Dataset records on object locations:
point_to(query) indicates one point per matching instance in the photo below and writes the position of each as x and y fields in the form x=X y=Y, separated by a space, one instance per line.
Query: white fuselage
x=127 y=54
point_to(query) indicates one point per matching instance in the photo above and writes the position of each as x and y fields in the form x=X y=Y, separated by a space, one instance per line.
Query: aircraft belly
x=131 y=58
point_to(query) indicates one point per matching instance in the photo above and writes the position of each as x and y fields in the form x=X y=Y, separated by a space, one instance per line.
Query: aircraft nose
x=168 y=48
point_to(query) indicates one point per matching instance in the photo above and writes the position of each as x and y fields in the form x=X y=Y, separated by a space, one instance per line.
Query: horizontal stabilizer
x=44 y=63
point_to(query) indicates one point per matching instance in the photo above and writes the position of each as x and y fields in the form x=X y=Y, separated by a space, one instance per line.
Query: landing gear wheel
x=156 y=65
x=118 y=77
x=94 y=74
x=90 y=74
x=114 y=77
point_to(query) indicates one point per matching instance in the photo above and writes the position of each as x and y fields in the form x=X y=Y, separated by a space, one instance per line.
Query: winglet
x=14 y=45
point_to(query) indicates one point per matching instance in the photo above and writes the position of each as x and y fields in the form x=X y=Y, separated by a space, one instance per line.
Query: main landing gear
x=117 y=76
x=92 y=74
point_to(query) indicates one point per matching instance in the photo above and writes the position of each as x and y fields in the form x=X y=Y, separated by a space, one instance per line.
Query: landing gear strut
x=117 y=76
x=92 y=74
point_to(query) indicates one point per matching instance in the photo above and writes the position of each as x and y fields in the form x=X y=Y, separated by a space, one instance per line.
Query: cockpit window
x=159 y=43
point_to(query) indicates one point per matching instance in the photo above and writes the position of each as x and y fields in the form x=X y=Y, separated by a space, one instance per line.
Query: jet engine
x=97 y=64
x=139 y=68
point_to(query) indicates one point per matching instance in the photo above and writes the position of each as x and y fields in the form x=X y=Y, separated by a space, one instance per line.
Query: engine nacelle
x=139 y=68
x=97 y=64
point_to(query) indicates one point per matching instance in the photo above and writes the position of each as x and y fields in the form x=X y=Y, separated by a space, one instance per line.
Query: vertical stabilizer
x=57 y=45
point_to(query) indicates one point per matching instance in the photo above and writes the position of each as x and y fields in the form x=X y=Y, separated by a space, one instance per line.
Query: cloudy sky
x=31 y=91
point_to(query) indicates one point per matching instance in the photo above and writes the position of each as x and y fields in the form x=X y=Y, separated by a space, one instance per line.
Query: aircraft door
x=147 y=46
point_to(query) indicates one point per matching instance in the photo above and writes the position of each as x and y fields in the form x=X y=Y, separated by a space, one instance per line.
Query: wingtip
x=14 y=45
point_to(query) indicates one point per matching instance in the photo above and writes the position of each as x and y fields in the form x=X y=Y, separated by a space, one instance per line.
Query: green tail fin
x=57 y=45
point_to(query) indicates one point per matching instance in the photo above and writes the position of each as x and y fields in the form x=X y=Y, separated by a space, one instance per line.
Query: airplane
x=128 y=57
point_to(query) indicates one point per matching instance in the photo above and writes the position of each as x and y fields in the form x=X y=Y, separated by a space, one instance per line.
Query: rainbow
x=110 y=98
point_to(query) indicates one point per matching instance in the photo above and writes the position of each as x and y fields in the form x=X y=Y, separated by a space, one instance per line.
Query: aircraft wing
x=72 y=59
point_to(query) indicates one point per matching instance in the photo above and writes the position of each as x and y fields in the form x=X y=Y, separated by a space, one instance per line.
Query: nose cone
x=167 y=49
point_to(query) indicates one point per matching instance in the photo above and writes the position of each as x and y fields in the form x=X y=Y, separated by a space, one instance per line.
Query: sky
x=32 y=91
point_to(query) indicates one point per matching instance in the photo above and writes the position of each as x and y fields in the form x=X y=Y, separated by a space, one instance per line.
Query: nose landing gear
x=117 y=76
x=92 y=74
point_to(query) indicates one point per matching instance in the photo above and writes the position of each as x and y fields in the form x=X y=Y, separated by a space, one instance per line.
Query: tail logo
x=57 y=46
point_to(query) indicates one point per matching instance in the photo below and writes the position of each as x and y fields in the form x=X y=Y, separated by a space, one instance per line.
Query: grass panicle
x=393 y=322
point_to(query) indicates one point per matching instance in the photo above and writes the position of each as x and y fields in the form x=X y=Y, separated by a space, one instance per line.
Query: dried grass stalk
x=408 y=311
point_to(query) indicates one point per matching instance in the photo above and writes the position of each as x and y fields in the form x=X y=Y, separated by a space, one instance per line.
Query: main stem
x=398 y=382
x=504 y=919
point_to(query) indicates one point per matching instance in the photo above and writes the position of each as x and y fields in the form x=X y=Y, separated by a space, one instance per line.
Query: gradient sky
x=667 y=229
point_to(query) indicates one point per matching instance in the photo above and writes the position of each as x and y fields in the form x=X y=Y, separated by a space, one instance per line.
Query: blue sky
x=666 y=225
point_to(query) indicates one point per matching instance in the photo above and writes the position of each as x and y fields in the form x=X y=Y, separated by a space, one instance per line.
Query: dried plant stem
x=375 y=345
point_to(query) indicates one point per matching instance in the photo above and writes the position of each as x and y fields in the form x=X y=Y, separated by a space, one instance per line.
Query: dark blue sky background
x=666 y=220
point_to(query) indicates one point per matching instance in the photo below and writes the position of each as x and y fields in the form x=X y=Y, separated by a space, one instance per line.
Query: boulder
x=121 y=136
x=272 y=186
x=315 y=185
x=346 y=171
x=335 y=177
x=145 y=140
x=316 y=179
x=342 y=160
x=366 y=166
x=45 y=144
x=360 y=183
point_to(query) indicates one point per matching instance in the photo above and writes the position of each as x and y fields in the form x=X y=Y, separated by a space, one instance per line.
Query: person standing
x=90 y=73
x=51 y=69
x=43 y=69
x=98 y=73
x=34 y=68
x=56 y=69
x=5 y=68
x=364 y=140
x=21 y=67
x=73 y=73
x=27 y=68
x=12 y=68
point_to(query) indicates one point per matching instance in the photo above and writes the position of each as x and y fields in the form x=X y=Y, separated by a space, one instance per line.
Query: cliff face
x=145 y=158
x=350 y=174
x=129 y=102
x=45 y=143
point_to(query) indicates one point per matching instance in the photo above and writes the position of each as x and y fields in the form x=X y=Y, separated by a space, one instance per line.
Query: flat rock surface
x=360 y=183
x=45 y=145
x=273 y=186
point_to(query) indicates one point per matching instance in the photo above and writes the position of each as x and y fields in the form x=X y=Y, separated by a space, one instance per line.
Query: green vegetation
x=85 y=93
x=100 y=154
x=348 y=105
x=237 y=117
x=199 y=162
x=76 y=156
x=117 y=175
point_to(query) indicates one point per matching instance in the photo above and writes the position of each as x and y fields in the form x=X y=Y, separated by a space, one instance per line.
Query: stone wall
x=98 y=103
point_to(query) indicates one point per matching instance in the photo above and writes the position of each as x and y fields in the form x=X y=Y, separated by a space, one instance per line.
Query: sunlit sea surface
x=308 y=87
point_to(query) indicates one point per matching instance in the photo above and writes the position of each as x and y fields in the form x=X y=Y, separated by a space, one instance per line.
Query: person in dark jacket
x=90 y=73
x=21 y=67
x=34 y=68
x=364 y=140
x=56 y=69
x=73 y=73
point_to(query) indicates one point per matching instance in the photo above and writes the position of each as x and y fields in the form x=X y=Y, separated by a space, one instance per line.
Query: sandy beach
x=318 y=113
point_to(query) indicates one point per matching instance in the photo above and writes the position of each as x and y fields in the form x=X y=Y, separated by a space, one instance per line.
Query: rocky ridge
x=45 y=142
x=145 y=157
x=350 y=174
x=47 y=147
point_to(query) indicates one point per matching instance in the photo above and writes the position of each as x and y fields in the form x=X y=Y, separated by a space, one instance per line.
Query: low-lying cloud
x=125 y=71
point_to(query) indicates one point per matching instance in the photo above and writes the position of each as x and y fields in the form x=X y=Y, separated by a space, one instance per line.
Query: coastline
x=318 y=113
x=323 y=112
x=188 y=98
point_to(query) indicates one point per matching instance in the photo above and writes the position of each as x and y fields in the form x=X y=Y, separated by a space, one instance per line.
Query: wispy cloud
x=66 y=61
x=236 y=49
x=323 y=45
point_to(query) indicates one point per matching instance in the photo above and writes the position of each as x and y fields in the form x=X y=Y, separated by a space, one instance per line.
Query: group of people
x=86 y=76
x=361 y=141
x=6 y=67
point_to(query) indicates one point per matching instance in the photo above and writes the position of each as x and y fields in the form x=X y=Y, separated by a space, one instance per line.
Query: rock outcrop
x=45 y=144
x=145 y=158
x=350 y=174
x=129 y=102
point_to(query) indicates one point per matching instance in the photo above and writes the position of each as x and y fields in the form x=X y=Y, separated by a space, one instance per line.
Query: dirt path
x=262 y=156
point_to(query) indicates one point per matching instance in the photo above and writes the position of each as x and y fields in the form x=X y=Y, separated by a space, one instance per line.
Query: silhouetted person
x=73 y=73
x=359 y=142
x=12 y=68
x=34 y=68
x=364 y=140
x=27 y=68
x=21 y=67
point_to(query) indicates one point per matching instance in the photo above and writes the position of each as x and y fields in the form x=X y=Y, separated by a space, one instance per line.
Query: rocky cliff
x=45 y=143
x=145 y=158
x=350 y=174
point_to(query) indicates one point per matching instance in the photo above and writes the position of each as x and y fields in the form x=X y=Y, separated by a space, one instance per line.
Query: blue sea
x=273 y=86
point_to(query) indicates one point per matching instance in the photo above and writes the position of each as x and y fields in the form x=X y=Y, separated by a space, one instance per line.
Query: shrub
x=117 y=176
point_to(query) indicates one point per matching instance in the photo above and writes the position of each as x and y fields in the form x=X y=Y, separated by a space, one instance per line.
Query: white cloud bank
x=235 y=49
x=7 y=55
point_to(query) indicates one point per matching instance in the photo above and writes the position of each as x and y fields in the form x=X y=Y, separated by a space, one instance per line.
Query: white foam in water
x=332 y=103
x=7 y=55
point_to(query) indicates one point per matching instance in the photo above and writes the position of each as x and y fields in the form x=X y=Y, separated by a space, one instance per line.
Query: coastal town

Short exercise
Extract each line of the items above that contains the string "grass". Matching is case-sensitive.

Answer to the task
Query: grass panicle
Query: dried grass stalk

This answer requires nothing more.